→ WHAT TO PRODUCE: Format all the records below as a numbered list of their lines, omitting any blank lines. Leave the pictures out of the answer.

Records
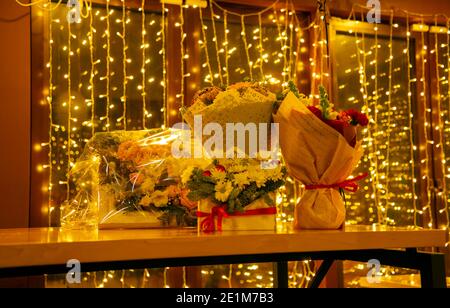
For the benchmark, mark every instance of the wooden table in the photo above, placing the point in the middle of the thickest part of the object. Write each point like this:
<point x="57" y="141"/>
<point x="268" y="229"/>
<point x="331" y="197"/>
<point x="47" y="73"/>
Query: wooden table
<point x="26" y="252"/>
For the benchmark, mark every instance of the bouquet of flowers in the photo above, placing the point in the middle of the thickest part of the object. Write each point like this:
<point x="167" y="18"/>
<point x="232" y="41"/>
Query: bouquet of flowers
<point x="234" y="194"/>
<point x="320" y="148"/>
<point x="243" y="102"/>
<point x="132" y="180"/>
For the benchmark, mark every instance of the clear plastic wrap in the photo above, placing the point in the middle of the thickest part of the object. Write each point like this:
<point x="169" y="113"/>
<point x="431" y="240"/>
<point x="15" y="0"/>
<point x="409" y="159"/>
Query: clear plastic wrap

→ RESULT BELOW:
1. For the benchmark, mark every instance of the wooden table in the photo above, placing the point in the middle of the thickest part of the object. Write each point like this:
2. <point x="57" y="141"/>
3. <point x="268" y="229"/>
4. <point x="331" y="197"/>
5. <point x="47" y="73"/>
6. Query: wooden table
7. <point x="26" y="252"/>
8. For the benchmark, mark every instance of the bouquet of flowers in the photo above, placing the point in the middle of the thickest part of the object. Write each point like this:
9. <point x="167" y="18"/>
10. <point x="232" y="41"/>
11. Query: bouquet of flowers
12. <point x="234" y="194"/>
13. <point x="320" y="148"/>
14. <point x="243" y="102"/>
15. <point x="132" y="180"/>
16. For the benchmark, mark every instance of the clear plastic wrap in the photo above, placing the point in the middle of the thickest part of the object. Write each point like this:
17. <point x="169" y="113"/>
18. <point x="431" y="240"/>
19. <point x="15" y="0"/>
20. <point x="409" y="159"/>
21. Query: clear plastic wrap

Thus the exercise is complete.